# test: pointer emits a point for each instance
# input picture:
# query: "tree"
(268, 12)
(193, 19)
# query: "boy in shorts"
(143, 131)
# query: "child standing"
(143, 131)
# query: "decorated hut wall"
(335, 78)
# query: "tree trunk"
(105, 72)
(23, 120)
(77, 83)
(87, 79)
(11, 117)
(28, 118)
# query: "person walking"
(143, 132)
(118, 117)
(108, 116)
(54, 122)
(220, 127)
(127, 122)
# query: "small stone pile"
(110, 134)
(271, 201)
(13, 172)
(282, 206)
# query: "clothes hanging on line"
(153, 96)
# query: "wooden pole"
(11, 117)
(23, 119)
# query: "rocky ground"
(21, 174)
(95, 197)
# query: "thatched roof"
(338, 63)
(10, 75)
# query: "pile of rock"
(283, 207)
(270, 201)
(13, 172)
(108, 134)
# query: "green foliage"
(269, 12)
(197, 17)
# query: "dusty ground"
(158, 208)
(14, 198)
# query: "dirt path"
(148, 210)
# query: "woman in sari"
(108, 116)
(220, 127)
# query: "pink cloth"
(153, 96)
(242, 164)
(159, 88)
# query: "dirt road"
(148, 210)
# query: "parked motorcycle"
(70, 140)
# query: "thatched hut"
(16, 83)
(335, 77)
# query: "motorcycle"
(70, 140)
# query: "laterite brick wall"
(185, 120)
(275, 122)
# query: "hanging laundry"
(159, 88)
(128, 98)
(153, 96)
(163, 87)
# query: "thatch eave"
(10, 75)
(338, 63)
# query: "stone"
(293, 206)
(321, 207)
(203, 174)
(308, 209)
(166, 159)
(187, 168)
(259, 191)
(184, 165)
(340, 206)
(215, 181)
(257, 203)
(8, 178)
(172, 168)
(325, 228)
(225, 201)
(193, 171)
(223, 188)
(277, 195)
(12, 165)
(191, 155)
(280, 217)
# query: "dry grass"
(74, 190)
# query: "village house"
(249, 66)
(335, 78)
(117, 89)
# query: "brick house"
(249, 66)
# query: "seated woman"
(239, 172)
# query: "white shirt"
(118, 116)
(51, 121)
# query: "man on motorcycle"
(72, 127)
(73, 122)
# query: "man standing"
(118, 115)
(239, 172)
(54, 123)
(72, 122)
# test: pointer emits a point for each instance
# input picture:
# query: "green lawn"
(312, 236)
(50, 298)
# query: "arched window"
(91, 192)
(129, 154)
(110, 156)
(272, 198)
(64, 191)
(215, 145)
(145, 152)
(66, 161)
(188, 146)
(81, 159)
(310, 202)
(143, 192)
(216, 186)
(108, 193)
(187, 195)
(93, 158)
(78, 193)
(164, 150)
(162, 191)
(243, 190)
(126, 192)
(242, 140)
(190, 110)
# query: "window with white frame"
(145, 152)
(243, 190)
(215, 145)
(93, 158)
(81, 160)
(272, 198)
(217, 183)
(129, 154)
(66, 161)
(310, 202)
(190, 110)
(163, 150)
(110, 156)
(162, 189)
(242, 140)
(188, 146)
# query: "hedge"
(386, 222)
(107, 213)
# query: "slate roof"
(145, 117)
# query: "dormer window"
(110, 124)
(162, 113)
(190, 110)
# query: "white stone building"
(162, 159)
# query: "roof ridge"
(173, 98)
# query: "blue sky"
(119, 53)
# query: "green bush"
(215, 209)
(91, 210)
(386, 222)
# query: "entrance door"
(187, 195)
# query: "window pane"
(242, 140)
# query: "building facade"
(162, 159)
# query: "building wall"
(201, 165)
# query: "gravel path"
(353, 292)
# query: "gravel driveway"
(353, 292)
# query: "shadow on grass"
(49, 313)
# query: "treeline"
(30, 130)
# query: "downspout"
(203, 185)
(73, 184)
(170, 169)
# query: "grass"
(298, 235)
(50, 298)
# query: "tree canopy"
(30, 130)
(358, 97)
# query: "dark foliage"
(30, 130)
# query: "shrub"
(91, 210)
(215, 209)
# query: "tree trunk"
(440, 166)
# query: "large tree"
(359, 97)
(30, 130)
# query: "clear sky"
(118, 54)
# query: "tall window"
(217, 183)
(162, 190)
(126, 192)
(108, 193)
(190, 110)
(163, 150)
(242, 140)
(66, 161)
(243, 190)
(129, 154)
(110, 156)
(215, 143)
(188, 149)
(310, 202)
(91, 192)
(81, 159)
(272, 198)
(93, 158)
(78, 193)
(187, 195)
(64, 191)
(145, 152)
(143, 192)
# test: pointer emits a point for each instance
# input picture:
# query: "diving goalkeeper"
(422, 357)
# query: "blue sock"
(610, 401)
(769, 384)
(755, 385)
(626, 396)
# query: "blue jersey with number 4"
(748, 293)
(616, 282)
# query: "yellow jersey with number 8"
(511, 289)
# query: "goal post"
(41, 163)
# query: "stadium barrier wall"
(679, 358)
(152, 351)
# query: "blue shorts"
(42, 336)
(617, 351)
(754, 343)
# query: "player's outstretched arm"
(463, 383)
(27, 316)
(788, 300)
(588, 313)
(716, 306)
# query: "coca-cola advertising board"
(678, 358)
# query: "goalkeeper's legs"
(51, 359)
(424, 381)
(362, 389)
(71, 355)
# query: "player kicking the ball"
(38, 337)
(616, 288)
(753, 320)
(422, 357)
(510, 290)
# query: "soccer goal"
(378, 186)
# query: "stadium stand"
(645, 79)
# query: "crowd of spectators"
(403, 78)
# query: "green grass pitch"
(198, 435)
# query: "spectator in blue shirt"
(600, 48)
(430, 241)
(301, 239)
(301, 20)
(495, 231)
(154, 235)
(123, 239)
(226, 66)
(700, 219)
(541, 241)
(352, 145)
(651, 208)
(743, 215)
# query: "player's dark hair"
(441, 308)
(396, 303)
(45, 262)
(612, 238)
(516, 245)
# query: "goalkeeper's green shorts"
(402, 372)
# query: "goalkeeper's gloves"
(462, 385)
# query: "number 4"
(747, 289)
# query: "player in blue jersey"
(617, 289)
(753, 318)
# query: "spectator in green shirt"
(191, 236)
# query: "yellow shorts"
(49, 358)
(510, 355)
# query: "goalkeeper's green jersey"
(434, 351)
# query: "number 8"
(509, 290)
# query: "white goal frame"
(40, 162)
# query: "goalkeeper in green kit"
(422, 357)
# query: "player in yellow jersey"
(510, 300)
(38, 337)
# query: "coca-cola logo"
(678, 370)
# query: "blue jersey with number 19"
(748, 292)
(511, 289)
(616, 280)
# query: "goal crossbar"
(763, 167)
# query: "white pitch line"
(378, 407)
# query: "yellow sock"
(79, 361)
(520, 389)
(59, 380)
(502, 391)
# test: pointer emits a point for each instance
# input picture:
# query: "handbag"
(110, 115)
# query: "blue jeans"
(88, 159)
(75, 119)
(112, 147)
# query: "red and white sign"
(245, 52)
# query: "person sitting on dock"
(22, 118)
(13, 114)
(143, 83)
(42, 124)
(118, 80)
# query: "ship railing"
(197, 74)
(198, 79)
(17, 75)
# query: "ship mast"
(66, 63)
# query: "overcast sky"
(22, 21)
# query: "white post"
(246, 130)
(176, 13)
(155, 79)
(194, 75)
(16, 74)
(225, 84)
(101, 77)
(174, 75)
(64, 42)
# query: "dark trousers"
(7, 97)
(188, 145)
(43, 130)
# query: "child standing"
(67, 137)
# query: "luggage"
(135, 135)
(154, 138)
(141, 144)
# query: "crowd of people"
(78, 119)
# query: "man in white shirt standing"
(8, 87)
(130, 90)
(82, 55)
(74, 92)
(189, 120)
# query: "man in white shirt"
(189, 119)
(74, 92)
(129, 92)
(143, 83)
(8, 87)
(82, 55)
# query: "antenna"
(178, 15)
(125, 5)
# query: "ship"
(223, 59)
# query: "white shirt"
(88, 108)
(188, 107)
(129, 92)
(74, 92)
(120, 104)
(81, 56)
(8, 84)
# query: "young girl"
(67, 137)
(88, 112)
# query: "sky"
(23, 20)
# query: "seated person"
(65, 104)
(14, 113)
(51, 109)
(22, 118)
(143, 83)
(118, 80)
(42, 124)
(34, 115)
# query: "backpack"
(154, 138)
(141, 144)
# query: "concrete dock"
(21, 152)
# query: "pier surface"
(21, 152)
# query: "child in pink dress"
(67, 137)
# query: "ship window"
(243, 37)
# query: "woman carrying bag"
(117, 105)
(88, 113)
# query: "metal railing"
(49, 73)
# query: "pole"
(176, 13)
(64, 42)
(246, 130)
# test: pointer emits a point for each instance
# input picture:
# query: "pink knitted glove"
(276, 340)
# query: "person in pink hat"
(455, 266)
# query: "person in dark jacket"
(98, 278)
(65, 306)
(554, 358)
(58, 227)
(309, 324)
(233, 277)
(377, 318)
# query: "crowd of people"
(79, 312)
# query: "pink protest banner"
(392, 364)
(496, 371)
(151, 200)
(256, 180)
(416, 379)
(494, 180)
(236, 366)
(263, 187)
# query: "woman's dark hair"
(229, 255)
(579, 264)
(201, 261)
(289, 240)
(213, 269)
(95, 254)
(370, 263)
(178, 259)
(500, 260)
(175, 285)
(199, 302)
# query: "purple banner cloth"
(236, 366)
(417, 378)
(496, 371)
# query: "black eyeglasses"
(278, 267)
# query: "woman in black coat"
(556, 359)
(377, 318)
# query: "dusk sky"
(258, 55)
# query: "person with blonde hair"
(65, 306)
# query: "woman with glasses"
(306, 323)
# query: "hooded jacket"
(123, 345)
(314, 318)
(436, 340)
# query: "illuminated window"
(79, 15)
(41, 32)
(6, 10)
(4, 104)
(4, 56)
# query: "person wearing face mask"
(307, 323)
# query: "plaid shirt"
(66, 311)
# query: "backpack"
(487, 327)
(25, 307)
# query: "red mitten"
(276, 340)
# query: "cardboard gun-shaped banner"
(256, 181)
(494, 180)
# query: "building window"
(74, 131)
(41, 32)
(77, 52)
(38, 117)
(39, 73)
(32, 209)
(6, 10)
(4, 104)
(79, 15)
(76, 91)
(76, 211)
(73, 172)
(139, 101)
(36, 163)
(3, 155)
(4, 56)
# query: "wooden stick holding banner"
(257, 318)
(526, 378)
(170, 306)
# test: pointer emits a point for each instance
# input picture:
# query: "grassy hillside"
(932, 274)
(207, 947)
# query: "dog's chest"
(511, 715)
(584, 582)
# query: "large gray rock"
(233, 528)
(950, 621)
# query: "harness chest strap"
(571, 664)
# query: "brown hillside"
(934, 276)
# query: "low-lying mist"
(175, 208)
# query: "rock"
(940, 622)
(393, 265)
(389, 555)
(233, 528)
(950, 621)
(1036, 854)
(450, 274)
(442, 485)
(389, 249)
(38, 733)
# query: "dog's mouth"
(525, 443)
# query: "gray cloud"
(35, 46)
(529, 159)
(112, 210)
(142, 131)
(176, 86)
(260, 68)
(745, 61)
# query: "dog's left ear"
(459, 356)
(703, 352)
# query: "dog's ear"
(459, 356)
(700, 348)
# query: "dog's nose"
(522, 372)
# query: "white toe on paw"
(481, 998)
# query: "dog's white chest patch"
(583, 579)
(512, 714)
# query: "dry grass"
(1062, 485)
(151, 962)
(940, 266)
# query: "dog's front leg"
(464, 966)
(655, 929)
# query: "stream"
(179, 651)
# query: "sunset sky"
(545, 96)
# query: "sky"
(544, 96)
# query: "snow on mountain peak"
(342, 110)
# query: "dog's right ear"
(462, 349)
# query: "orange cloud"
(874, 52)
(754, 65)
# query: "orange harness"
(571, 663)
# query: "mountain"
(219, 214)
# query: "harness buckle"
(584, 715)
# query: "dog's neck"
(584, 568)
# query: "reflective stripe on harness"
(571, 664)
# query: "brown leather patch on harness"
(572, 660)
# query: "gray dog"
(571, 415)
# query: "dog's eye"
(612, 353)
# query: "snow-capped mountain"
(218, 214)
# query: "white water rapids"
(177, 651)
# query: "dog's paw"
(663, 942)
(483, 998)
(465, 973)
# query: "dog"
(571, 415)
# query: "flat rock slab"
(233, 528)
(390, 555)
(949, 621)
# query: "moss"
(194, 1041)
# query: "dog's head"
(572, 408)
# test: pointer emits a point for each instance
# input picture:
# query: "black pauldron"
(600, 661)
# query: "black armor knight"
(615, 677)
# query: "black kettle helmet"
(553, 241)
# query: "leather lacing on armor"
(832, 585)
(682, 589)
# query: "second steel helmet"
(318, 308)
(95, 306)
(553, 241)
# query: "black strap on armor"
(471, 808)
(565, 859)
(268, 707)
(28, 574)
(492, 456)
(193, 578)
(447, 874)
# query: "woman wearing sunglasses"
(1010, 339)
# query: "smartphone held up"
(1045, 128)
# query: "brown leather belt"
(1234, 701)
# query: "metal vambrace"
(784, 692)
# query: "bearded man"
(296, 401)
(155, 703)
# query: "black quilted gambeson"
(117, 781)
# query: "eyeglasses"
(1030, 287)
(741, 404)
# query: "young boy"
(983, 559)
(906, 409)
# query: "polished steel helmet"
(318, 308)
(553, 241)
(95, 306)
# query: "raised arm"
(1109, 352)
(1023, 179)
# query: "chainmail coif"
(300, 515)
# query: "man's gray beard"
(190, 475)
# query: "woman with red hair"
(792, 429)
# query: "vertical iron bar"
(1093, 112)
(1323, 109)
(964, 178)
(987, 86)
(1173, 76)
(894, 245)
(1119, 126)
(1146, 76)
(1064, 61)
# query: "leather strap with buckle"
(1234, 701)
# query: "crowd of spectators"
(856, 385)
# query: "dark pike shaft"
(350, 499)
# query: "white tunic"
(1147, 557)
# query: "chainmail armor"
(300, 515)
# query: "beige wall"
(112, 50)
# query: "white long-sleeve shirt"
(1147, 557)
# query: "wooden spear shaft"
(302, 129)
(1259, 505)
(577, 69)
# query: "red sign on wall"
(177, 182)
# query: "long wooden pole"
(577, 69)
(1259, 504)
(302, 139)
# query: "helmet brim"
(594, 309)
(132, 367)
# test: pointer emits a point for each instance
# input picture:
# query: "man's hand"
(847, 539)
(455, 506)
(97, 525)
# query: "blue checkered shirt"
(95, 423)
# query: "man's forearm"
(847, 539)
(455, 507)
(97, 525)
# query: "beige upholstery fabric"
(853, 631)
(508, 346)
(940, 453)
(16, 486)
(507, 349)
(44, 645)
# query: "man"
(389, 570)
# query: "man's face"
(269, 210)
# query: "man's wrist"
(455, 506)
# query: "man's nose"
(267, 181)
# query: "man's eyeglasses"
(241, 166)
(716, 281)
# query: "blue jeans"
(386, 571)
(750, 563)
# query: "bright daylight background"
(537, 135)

* _What to produce_
Please return each line from the data above that contains the word "shaft".

* _Response to the task_
# query: "dark pike shaft"
# query: "wooden spear shaft"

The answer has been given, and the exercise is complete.